Exercise ->
Check every line of the entries for the string "with" and return the ones that contain it.

----- Source information

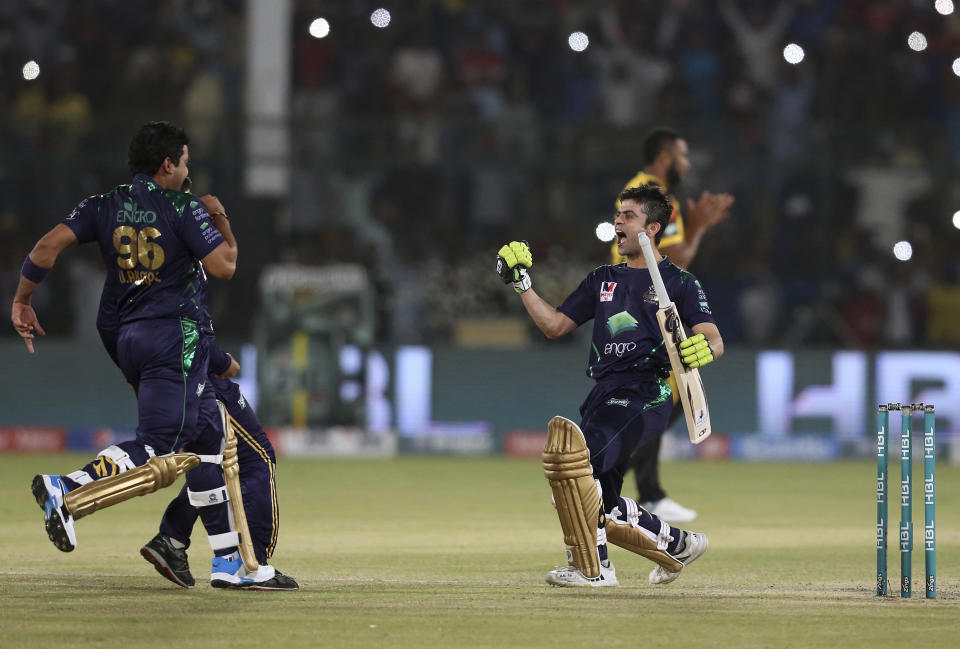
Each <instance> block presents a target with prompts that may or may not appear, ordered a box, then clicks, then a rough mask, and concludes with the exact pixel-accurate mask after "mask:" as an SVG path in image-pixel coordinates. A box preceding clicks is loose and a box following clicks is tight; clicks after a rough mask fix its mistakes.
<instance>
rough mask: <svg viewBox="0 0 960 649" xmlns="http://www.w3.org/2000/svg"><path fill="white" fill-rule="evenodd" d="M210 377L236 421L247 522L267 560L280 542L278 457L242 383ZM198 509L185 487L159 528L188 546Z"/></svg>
mask: <svg viewBox="0 0 960 649" xmlns="http://www.w3.org/2000/svg"><path fill="white" fill-rule="evenodd" d="M208 380H209V381H210V384H211V385H212V387H213V388H214V392H215V394H216V398H217V399H219V400H220V401H222V402H223V403H224V404H225V405H226V407H227V412H228V413H229V414H230V416H231V417H233V419H234V420H235V422H236V424H235V428H236V430H237V459H238V464H239V467H240V487H241V491H242V493H243V506H244V510H245V511H246V514H247V525H248V526H249V528H250V539H251V541H252V542H253V549H254V551H255V552H256V555H257V561H259V562H260V563H266V562H267V559H269V558H270V557H271V556H273V551H274V548H275V547H276V544H277V529H278V523H279V511H278V509H277V488H276V480H275V468H276V463H277V458H276V455H275V454H274V451H273V446H272V445H271V444H270V440H269V439H267V434H266V433H265V432H264V431H263V427H262V426H261V425H260V421H259V420H258V419H257V415H256V413H255V412H254V411H253V408H251V407H250V405H249V404H248V403H247V402H246V400H245V399H244V398H243V395H242V394H241V393H240V387H239V386H238V385H237V384H236V383H234V382H233V381H229V380H227V379H219V378H217V377H215V376H213V375H210V376H209V377H208ZM188 475H189V473H188ZM202 509H207V508H206V507H204V508H202ZM197 511H198V510H197V509H196V508H195V507H193V506H192V505H191V504H190V501H189V500H188V498H187V491H186V487H184V488H183V489H181V490H180V493H179V494H178V495H177V497H176V498H174V499H173V501H172V502H171V503H170V505H169V506H168V507H167V510H166V512H165V513H164V515H163V519H162V520H161V521H160V532H161V533H163V534H165V535H167V536H169V537H172V538H175V539H177V540H178V541H180V542H181V543H184V544H186V545H187V546H189V545H190V534H191V532H192V530H193V525H194V523H195V522H196V520H197Z"/></svg>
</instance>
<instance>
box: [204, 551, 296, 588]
mask: <svg viewBox="0 0 960 649" xmlns="http://www.w3.org/2000/svg"><path fill="white" fill-rule="evenodd" d="M210 585H211V586H213V587H214V588H227V589H232V590H300V585H299V584H298V583H297V582H296V580H295V579H293V578H292V577H288V576H286V575H285V574H283V573H282V572H280V571H279V570H277V569H276V568H274V567H273V566H270V565H266V564H262V565H260V566H258V567H257V570H256V571H255V572H252V573H251V572H249V571H248V570H247V569H246V567H245V566H244V565H243V560H242V559H240V556H239V554H238V553H234V554H233V555H232V556H223V557H214V558H213V563H212V564H211V567H210Z"/></svg>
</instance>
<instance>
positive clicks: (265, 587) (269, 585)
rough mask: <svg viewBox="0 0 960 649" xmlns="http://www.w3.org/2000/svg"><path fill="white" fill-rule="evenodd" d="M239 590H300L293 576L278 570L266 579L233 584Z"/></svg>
mask: <svg viewBox="0 0 960 649" xmlns="http://www.w3.org/2000/svg"><path fill="white" fill-rule="evenodd" d="M234 588H239V589H241V590H300V584H298V583H297V580H296V579H294V578H293V577H289V576H287V575H285V574H283V573H282V572H280V571H279V570H276V571H275V573H274V575H273V577H271V578H270V579H268V580H266V581H260V582H254V583H252V584H243V585H240V586H234Z"/></svg>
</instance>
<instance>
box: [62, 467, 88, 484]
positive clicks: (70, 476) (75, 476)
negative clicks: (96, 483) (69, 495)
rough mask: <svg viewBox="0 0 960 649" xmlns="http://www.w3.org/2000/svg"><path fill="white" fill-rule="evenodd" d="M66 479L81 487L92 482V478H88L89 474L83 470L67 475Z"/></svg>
mask: <svg viewBox="0 0 960 649" xmlns="http://www.w3.org/2000/svg"><path fill="white" fill-rule="evenodd" d="M67 477H68V478H70V479H71V480H73V481H74V482H76V483H77V484H81V485H84V484H87V483H88V482H93V478H91V477H90V474H89V473H87V472H86V471H83V470H80V471H74V472H73V473H68V474H67Z"/></svg>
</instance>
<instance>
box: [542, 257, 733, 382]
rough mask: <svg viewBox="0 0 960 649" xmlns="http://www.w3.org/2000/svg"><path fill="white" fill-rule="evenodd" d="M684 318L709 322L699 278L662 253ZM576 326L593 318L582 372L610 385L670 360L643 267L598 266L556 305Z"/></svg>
mask: <svg viewBox="0 0 960 649" xmlns="http://www.w3.org/2000/svg"><path fill="white" fill-rule="evenodd" d="M658 267H659V268H660V274H661V275H662V276H663V283H664V285H665V286H666V287H667V294H668V295H669V296H670V299H671V300H673V301H674V302H675V303H676V305H677V311H678V312H679V314H680V319H681V320H682V321H683V323H684V324H685V325H686V326H688V327H692V326H693V325H696V324H700V323H701V322H714V320H713V315H712V314H711V312H710V306H709V304H707V297H706V295H705V294H704V292H703V289H702V288H701V287H700V282H698V281H697V279H696V278H695V277H694V276H693V275H691V274H690V273H688V272H687V271H685V270H682V269H681V268H679V267H678V266H676V265H675V264H673V263H672V262H670V261H669V260H668V259H667V258H666V257H664V258H663V259H662V260H661V261H660V263H659V264H658ZM557 308H558V309H559V310H560V312H561V313H563V314H565V315H566V316H567V317H569V318H570V319H571V320H573V321H574V322H575V323H577V326H580V325H582V324H583V323H584V322H586V321H587V320H590V319H591V318H593V320H594V323H593V344H592V345H591V346H590V357H589V360H588V361H587V376H590V377H591V378H593V379H596V380H597V381H598V382H603V383H610V384H611V386H615V385H625V384H628V383H633V382H636V381H637V380H638V379H639V380H644V379H651V378H653V377H655V376H657V374H658V373H660V371H661V369H664V368H665V369H669V367H670V360H669V359H668V358H667V352H666V349H665V348H664V344H663V335H662V334H661V333H660V326H659V325H658V324H657V316H656V313H657V298H656V295H655V293H654V290H653V280H652V279H651V277H650V271H649V270H647V269H646V268H628V267H627V265H626V264H625V263H622V264H617V265H616V266H600V267H599V268H597V269H595V270H593V271H592V272H591V273H590V274H589V275H587V277H586V278H585V279H584V280H583V281H582V282H580V286H578V287H577V289H576V290H575V291H574V292H573V293H571V294H570V295H569V296H567V299H566V300H564V302H563V304H561V305H560V306H559V307H557Z"/></svg>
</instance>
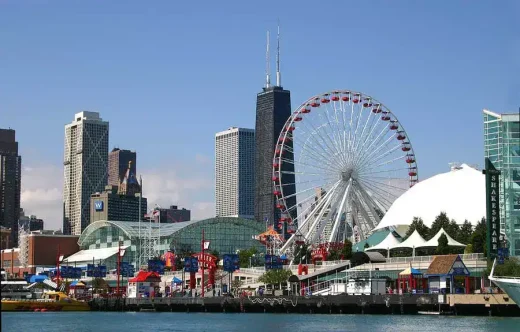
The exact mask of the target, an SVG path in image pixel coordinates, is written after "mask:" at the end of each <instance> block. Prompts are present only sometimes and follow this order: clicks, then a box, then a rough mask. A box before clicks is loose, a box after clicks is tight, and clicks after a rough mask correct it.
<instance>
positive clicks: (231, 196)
mask: <svg viewBox="0 0 520 332" xmlns="http://www.w3.org/2000/svg"><path fill="white" fill-rule="evenodd" d="M254 163H255V131H254V130H253V129H245V128H235V127H232V128H229V129H228V130H225V131H222V132H219V133H217V134H216V135H215V201H216V215H217V216H218V217H240V218H247V219H253V215H254V211H255V210H254V198H255V196H254V192H255V191H254V189H255V177H254V171H255V164H254Z"/></svg>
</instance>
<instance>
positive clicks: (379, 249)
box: [365, 232, 401, 251]
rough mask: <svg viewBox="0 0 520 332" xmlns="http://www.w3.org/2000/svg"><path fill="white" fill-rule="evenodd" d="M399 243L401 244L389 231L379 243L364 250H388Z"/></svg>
mask: <svg viewBox="0 0 520 332" xmlns="http://www.w3.org/2000/svg"><path fill="white" fill-rule="evenodd" d="M399 244H401V242H400V241H399V240H398V239H397V238H396V237H395V236H394V234H393V233H392V232H390V233H388V235H387V236H386V237H385V239H384V240H383V241H381V242H380V243H379V244H376V245H375V246H372V247H370V248H367V249H365V251H369V250H389V249H392V248H393V247H394V246H397V245H399Z"/></svg>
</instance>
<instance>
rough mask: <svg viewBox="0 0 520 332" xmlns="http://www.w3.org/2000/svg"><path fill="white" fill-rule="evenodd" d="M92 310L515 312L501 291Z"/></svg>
mask: <svg viewBox="0 0 520 332" xmlns="http://www.w3.org/2000/svg"><path fill="white" fill-rule="evenodd" d="M89 303H90V306H91V309H92V310H93V311H157V312H219V313H310V314H389V315H417V314H434V315H470V316H516V317H520V308H519V307H518V306H517V305H516V304H515V303H514V302H513V301H512V300H511V299H509V298H508V296H507V295H506V294H472V295H462V294H461V295H455V294H454V295H439V294H404V295H398V294H383V295H346V294H342V295H330V296H242V297H235V298H233V297H228V296H221V297H207V298H200V297H164V298H139V299H138V298H109V299H102V298H99V299H93V300H91V301H90V302H89Z"/></svg>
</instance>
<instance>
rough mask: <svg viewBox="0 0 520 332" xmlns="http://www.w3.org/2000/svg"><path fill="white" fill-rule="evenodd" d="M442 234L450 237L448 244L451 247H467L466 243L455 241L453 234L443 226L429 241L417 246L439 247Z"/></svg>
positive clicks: (420, 246) (425, 246) (431, 247)
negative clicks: (419, 245)
mask: <svg viewBox="0 0 520 332" xmlns="http://www.w3.org/2000/svg"><path fill="white" fill-rule="evenodd" d="M442 234H444V235H446V238H447V239H448V246H449V247H465V246H466V245H465V244H462V243H460V242H457V241H455V240H454V239H453V238H452V237H451V236H449V235H448V233H446V231H445V230H444V229H443V228H441V229H440V230H439V231H438V232H437V234H435V236H434V237H432V238H431V239H430V240H428V241H427V242H425V243H423V244H422V245H420V246H418V247H416V248H437V246H438V245H439V238H440V237H441V236H442Z"/></svg>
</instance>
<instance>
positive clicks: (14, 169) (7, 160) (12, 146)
mask: <svg viewBox="0 0 520 332" xmlns="http://www.w3.org/2000/svg"><path fill="white" fill-rule="evenodd" d="M21 180H22V157H20V155H19V154H18V142H17V141H16V139H15V131H14V130H13V129H0V225H1V226H4V227H6V228H10V229H11V233H10V236H9V244H8V248H14V247H16V246H17V245H18V219H19V216H20V190H21Z"/></svg>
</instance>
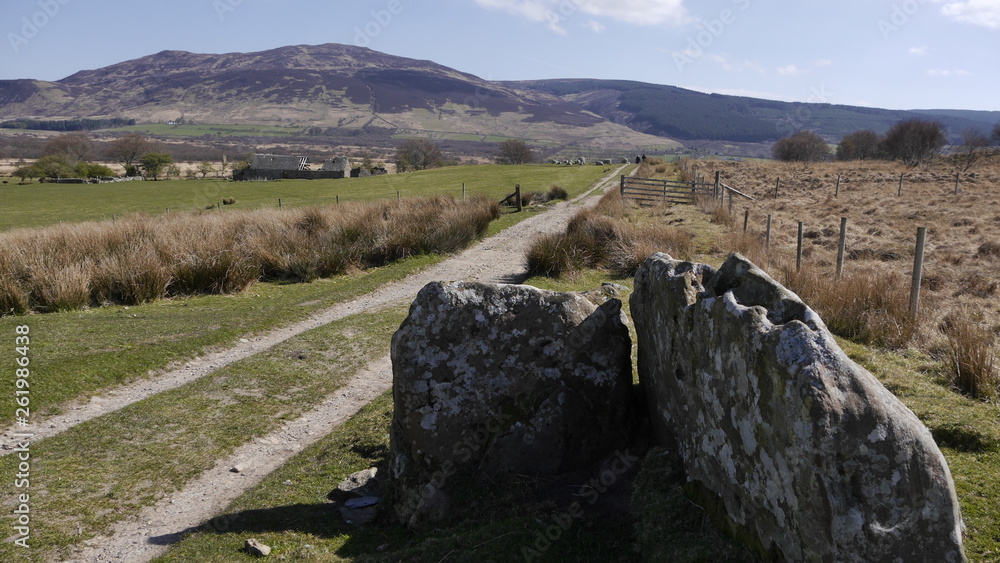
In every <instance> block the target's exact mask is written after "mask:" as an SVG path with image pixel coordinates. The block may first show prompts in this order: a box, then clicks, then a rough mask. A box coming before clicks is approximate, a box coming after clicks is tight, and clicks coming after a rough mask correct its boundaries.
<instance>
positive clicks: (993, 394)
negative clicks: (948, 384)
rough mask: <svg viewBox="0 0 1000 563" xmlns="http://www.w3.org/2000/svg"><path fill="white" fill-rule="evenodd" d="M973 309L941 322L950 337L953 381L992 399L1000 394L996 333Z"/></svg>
mask: <svg viewBox="0 0 1000 563" xmlns="http://www.w3.org/2000/svg"><path fill="white" fill-rule="evenodd" d="M978 317H979V315H977V314H975V313H974V312H973V311H964V312H962V313H961V314H957V315H949V316H948V317H947V318H946V319H945V320H944V322H942V323H941V327H940V328H941V331H942V332H944V334H945V336H946V337H947V339H948V348H947V358H948V364H949V367H950V371H951V381H952V384H954V385H955V387H957V388H958V389H960V390H961V391H962V392H963V393H967V394H969V395H971V396H973V397H978V398H984V399H992V398H995V397H997V395H998V394H1000V374H998V373H997V370H996V365H995V364H996V359H995V356H994V355H993V343H994V340H995V335H994V333H993V331H992V330H991V329H990V327H989V326H986V325H985V324H983V322H982V320H981V319H980V318H978Z"/></svg>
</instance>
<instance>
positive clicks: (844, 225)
mask: <svg viewBox="0 0 1000 563" xmlns="http://www.w3.org/2000/svg"><path fill="white" fill-rule="evenodd" d="M845 250H847V217H841V218H840V244H839V245H837V278H838V279H839V278H840V277H841V276H843V275H844V251H845Z"/></svg>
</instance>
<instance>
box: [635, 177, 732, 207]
mask: <svg viewBox="0 0 1000 563" xmlns="http://www.w3.org/2000/svg"><path fill="white" fill-rule="evenodd" d="M620 189H621V195H622V197H623V198H630V199H632V200H634V201H636V202H638V203H639V205H644V204H645V205H656V204H658V203H694V202H695V199H696V198H697V197H698V196H711V197H715V184H714V183H711V182H698V181H694V182H678V181H674V180H657V179H653V178H638V177H635V176H624V175H623V176H622V177H621V187H620Z"/></svg>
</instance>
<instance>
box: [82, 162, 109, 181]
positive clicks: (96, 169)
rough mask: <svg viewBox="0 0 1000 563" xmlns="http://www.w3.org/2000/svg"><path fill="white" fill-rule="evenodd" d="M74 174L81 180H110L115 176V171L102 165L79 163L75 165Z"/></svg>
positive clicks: (101, 164)
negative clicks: (112, 177) (74, 173)
mask: <svg viewBox="0 0 1000 563" xmlns="http://www.w3.org/2000/svg"><path fill="white" fill-rule="evenodd" d="M76 174H77V175H78V176H80V177H81V178H111V177H113V176H117V174H115V171H114V170H112V169H110V168H108V167H107V166H104V165H103V164H94V163H91V162H81V163H80V164H77V165H76Z"/></svg>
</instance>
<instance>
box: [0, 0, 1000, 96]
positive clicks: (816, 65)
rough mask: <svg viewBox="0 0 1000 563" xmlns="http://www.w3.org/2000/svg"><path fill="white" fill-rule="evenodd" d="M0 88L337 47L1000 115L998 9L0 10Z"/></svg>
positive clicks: (554, 71) (732, 8) (382, 1)
mask: <svg viewBox="0 0 1000 563" xmlns="http://www.w3.org/2000/svg"><path fill="white" fill-rule="evenodd" d="M3 12H4V15H3V19H2V23H0V32H2V33H3V36H4V39H3V43H2V44H0V79H11V78H37V79H44V80H57V79H60V78H64V77H66V76H68V75H70V74H72V73H74V72H76V71H78V70H83V69H93V68H99V67H102V66H107V65H110V64H114V63H116V62H121V61H124V60H128V59H133V58H137V57H141V56H144V55H149V54H153V53H156V52H159V51H162V50H167V49H174V50H183V51H192V52H199V53H224V52H235V51H244V52H245V51H260V50H266V49H271V48H275V47H280V46H284V45H298V44H320V43H346V44H353V45H361V46H366V47H370V48H372V49H375V50H378V51H383V52H386V53H390V54H393V55H400V56H405V57H411V58H416V59H429V60H433V61H435V62H438V63H440V64H443V65H446V66H450V67H453V68H456V69H458V70H461V71H464V72H469V73H472V74H475V75H478V76H480V77H483V78H487V79H493V80H524V79H541V78H581V77H583V78H614V79H627V80H639V81H644V82H653V83H657V84H669V85H675V86H681V87H684V88H691V89H695V90H701V91H705V92H720V93H726V94H739V95H749V96H755V97H764V98H770V99H779V100H787V101H802V102H828V103H837V104H851V105H865V106H874V107H885V108H893V109H930V108H935V109H941V108H948V109H978V110H1000V0H960V1H953V0H837V1H829V0H823V1H819V0H798V1H794V2H793V1H783V0H774V1H770V2H765V1H764V0H708V1H701V2H697V3H695V2H694V1H693V0H440V1H437V2H431V1H430V0H367V1H354V2H350V3H346V2H345V3H341V2H329V1H321V0H173V1H171V2H142V1H135V0H131V1H124V0H4V9H3Z"/></svg>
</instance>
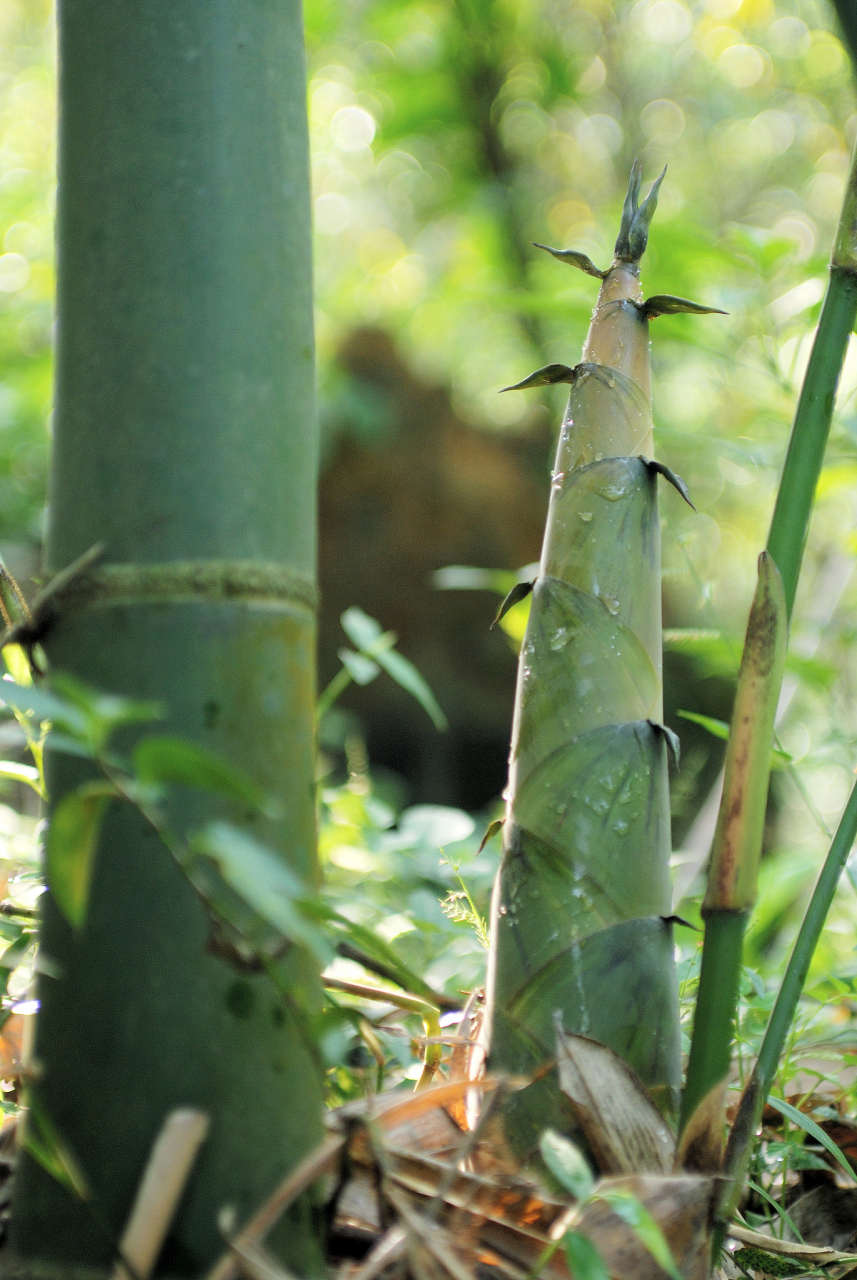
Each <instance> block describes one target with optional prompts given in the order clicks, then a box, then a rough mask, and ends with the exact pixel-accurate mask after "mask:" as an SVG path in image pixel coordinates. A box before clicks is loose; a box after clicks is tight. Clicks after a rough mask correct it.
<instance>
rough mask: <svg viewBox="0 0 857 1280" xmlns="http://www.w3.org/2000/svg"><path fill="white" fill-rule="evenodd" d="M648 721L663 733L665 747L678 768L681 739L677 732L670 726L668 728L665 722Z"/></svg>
mask: <svg viewBox="0 0 857 1280" xmlns="http://www.w3.org/2000/svg"><path fill="white" fill-rule="evenodd" d="M679 714H680V712H679ZM649 723H650V724H651V727H652V728H654V730H656V731H657V732H659V733H663V735H664V740H665V741H666V749H668V751H669V754H670V755H672V758H673V764H674V765H675V768H677V769H678V768H679V767H680V763H679V762H680V759H682V741H680V739H679V736H678V733H675V732H673V730H672V728H668V726H666V724H659V723H657V721H649Z"/></svg>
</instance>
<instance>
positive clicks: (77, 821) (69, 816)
mask: <svg viewBox="0 0 857 1280" xmlns="http://www.w3.org/2000/svg"><path fill="white" fill-rule="evenodd" d="M115 795H116V791H115V787H114V786H113V783H111V782H87V783H84V785H83V786H82V787H78V788H77V791H70V792H69V794H68V795H65V796H63V799H61V800H60V803H59V804H58V805H56V808H55V809H54V813H52V815H51V820H50V827H49V828H47V850H46V874H47V886H49V888H50V891H51V893H52V895H54V901H55V902H56V905H58V906H59V909H60V911H61V913H63V915H64V916H65V919H67V920H68V922H69V924H72V925H73V927H74V928H75V929H79V928H81V925H82V924H83V923H84V920H86V914H87V908H88V902H90V884H91V881H92V868H93V863H95V854H96V847H97V844H98V833H100V831H101V823H102V822H104V815H105V810H106V808H107V804H109V803H110V800H111V799H114V796H115Z"/></svg>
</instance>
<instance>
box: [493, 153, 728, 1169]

----------

Task output ->
Each <instance> block presents a target with prompts that may or may not appear, ordered a box, then clicks, then a rough mask, and concludes with the exact pixel-accurate mask after "mask:" as an SVG path in image-pixel coordinates. A box preceding clicks is loose and a box following clicks is tight; clicks after a rough mask fix its mistakes.
In every <instance> block the target's exact mask is written after "mask:" as an SVG path with image pixel coordinates. The block may first show prompts in this order: a box, then clicks, then a rough mask. A box coming before clicks is approximate, a box coming after clicks is tight, and clicks coming after a rough mask correct its boundaries.
Each <instance> block describes one target with optional prompts given in the order clicks, then a box, then a rough mask, and ends with the exact pixel-accurate mask after "mask:" as an SVG path in image pixel coordinates. A box before clicks is loose; a box after clicks is tight. Clicks after a rough mask correct it.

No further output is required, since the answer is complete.